[Given records — start]
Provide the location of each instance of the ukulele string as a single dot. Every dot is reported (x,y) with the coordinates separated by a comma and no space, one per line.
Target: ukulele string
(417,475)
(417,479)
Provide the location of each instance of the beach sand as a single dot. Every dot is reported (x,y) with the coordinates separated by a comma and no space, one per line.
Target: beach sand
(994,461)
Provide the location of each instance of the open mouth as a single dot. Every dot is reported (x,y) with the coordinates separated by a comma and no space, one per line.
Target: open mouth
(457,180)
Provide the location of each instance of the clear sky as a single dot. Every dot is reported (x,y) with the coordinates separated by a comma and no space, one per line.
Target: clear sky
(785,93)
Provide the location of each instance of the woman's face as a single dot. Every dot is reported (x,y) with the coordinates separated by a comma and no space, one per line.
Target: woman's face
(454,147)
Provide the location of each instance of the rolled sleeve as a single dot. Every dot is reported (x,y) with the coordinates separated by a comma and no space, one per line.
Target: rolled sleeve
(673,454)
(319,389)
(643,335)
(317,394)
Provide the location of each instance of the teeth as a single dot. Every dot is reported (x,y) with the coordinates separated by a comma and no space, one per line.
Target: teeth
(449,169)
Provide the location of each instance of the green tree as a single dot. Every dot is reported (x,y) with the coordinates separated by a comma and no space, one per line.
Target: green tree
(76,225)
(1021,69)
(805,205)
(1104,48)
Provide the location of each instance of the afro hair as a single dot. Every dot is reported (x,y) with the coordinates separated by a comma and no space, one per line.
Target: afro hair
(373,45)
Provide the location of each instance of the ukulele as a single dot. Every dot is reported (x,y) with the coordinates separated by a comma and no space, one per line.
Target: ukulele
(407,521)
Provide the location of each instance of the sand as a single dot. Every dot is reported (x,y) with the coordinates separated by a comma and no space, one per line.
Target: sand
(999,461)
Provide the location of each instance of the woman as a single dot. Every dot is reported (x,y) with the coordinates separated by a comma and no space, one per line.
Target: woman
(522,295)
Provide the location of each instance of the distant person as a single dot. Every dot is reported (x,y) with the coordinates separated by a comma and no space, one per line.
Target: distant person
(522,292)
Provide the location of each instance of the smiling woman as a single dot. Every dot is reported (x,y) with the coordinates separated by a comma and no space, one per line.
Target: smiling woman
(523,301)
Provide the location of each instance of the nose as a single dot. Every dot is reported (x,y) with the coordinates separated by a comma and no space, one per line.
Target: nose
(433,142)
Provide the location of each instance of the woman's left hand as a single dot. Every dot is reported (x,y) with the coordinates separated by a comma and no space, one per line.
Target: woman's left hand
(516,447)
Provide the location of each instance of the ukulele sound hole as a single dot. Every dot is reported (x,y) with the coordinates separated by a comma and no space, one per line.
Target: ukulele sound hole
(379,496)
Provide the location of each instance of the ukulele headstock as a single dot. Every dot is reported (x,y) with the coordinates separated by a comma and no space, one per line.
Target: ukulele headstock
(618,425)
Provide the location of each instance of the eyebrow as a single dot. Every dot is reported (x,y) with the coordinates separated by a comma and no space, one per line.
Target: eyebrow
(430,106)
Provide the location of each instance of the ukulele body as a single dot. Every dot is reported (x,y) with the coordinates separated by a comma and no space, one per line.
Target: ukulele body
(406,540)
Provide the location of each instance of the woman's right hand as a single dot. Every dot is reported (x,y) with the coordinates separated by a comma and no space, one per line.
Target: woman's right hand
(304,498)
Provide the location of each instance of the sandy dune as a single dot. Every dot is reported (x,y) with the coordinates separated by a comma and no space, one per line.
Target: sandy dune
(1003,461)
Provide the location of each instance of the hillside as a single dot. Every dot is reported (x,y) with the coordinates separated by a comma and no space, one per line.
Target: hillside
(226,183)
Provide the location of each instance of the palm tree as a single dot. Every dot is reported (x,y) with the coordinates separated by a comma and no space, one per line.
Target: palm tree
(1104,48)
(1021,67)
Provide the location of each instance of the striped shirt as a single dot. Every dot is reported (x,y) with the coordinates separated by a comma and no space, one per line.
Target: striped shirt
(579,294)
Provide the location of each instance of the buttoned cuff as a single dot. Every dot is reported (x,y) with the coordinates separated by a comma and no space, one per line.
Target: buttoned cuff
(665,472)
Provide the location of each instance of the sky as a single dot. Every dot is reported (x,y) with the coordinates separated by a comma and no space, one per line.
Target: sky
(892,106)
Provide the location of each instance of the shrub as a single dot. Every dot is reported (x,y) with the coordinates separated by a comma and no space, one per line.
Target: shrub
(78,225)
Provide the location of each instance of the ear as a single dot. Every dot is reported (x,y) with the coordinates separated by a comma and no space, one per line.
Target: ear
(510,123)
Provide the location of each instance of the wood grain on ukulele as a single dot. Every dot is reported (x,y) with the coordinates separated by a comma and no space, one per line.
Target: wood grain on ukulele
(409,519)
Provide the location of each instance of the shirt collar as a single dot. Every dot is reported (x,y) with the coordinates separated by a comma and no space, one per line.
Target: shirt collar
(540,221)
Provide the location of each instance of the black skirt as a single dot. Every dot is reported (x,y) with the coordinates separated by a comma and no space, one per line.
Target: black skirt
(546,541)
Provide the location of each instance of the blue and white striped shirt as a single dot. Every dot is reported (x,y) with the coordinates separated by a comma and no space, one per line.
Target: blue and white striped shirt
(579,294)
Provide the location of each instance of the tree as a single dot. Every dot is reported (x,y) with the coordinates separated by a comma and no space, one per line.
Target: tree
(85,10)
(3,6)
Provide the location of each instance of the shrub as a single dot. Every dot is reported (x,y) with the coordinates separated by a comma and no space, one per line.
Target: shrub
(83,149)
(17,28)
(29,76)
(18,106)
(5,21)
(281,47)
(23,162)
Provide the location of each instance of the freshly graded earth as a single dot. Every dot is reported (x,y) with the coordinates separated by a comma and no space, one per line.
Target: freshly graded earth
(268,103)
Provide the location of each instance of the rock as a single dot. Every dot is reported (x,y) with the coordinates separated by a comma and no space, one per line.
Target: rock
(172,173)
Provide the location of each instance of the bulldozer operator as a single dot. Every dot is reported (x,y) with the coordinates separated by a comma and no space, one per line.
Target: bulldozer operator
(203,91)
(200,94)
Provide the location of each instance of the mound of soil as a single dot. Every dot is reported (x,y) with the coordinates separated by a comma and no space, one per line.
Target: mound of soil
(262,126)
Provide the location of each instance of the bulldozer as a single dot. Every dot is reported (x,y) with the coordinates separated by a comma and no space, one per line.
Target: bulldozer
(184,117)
[Given records — finish]
**What the task requires:** Each record above should be transcribed exactly.

**Answer to this exercise:**
Provide the location of each instance of the ukulele string as a single dot. Every dot is reported (x,y) with the coordinates separated by a comma and no space, one per line.
Target: ukulele string
(417,475)
(417,479)
Provide the location of each instance of the beach sand as a single dot. Every dot is reported (x,y) with the coordinates separated by a comma and no space, one per line.
Target: beach sand
(994,461)
Provide the location of each instance of the open mouth as a single dot. Every dot is reported (x,y) with the coordinates separated by a comma and no space, one per line.
Target: open mouth
(457,180)
Provide the location of each instance of the clear sky as a single dot. Every dot is reported (x,y) with the coordinates separated by a comma and no space, one per line.
Target: clear sky
(785,93)
Provide the location of each instance of the woman's face as a single dot. Every dot is reported (x,y) with the coordinates separated by a comma and no space, one per line.
Target: woman's face
(454,147)
Provide the location of each instance of the rolled sleeve as a single dot. Every dot is reported (x,y) with the coordinates separated by a comma and no space, one per line.
Target: rolled sleeve
(673,454)
(319,389)
(643,335)
(317,394)
Provide the location of each instance of the teeth as a single dot. Every dot is reported (x,y) with the coordinates separated by a comma and no space, one per line.
Target: teeth
(449,169)
Provide the location of each instance of the green tree as a single dot. Every dot is reported (x,y) with the coordinates separated by a comma and no space, one per line.
Target: green tree
(76,225)
(1021,69)
(805,205)
(1104,48)
Provide the location of each instance of the afro hair as a single dot. Every dot is reported (x,y) with the coordinates separated by a comma and no space, one per line.
Target: afro hair
(373,45)
Provide the location of each instance of the ukulele as a single dot. Every dot is reported (x,y) with the coordinates separated by a comma and no space, one per line.
Target: ukulele
(407,521)
Provide the location of each instance of the sand as a single dot. Every dot is reported (x,y) with the coordinates separated by a comma and no space, one per line.
Target: sand
(999,461)
Provide the location of each instance of the woman as a single dot. Every dot is reported (x,y) with the coordinates separated by a comma and no space, one per line.
Target: woman
(522,295)
Provide the location of each instance of the distant person as a single dot. Every dot is reported (x,y) with the coordinates separated by a comma and no space, one per line.
Target: distant person
(522,292)
Provide the location of each instance of the smiling woman as a single dot. Every dot is reported (x,y) with the coordinates separated by a comma and no space, one per line.
Target: smiling woman
(523,301)
Provide the location of each instance of the nose as a single dot. Every dot is reported (x,y) with the coordinates separated by a comma and no space, one per line.
Target: nose
(433,142)
Provide the location of each instance of the woman's left hand as a single dot. Every dot is reported (x,y) with the coordinates separated by a comma and no space, one per line.
Target: woman's left hand
(516,447)
Provide the location of each instance of the ukulele sound hole as a single dot. Every dot is reported (x,y) with the coordinates separated by a comma and no space, one per line.
Target: ukulele sound hole
(379,496)
Provide the location of each instance of the ukulele headstock as a single dot. Every dot is reported (x,y) with the coordinates separated by a comma and no space, one per line.
Target: ukulele headstock
(618,425)
Provide the location of each instance of the eyebrow as a single dot. Every dot is reported (x,y) with the coordinates separated by a comma and no space, one per line.
Target: eyebrow
(430,106)
Provide the location of each instance of the ukulele body as a single dot. Every dot is reported (x,y) with the coordinates separated by a comma and no space, one per line.
Target: ukulele body
(406,540)
Provide the location of each instance of the woman's right hand as a single dot. Every dot is reported (x,y) with the coordinates separated by a comma and no space, one per line.
Target: woman's right hand
(304,498)
Provide the location of each instance of the sandy dune as a single dot. Every dot is reported (x,y) with the coordinates separated by a comma and no space, one per line.
Target: sandy dune
(1003,461)
Provide the location of each instance of the hillside as a single dot. Every dot is reported (x,y) with the coordinates separated by a comma and no space, one per line.
Target: hillside
(226,183)
Provide the location of each instance of the palm tree as a single dot. Every dot is reported (x,y) with the coordinates separated by a comma and no space, one per line.
Target: palm tree
(1104,48)
(1021,67)
Provide the location of each instance of the striped shirt as a single dot. Every dot is reported (x,y) with the coordinates separated by a comma and no space, one per line.
Target: striped shirt
(579,294)
Provide the location of each instance of the buttoned cuff as a single dot. Every dot is reported (x,y) with the coordinates separated by a comma and no space, one per line.
Target: buttoned cuff
(665,472)
Provide the location of each instance of the sky as a single dot. Every dot is reported (x,y) with the coordinates separated by a comma and no space, one per line.
Target: sky
(892,106)
Provide the location of each instance of the shrub as a single dot. Every dot is reported (x,y) with the coordinates separated by a comma and no space, one per line.
Target: shrub
(78,225)
Provide the location of each instance of the ear as a single dot. Every dot is reported (x,y) with the coordinates separated by a comma and no space, one per line.
Target: ear
(510,123)
Provide the location of each instance of the wood grain on ukulele as a single dot. Every dot is reported (x,y) with the coordinates separated by a comma and no space, one per line.
Target: wood grain on ukulele
(409,519)
Provide the location of each instance of the shirt collar as a single dot. Every dot is reported (x,y) with the coordinates separated by a comma and no space, one per line.
Target: shirt collar
(540,221)
Provide the location of each instance of the black skirt as a single dot. Every dot is reported (x,y) with the coordinates separated by a comma and no space, one per line.
Target: black skirt
(546,541)
Provide the location of each instance of the blue and white striped shirt as a single dot. Every dot is reported (x,y) with the coordinates separated by a comma and no space, one per line.
Target: blue and white striped shirt
(579,294)
Provide the location of each instance of the tree as a single dot. Every dot is reported (x,y) with the coordinates separated by a comma and no space, one per line.
Target: tree
(85,10)
(3,6)
Provide the location of each instance of the shrub as a single dot. Every dot is reported (x,y) with the coordinates separated by a comma and no space, one per line.
Target: shrub
(83,149)
(17,28)
(29,76)
(18,106)
(5,21)
(281,47)
(23,162)
Provide the location of each instance of the freshly graded earth as a single dot. Every dot is reported (x,y) with the coordinates separated by a comma and no space, one per line.
Target: freshly graded earth
(268,103)
Provide the location of each instance of the rock as a single dot. Every dot is reported (x,y) with the coordinates separated by a comma and no space, one per line.
Target: rock
(172,173)
Provide the location of each instance of the bulldozer operator as a single dot. Every dot is reported (x,y) with the coordinates separated by a comma and no space, one per line.
Target: bulldozer operator
(203,91)
(200,94)
Provide the location of each instance of the mound of soil as a single dot. Every dot is reported (x,y) with the coordinates separated by a comma and no space, one per line.
Target: mound of soil
(262,126)
Provide the location of each instance of the bulldozer as a single dot. Every dot is reported (x,y) with the coordinates separated by a comma and no space, one per line.
Target: bulldozer
(184,117)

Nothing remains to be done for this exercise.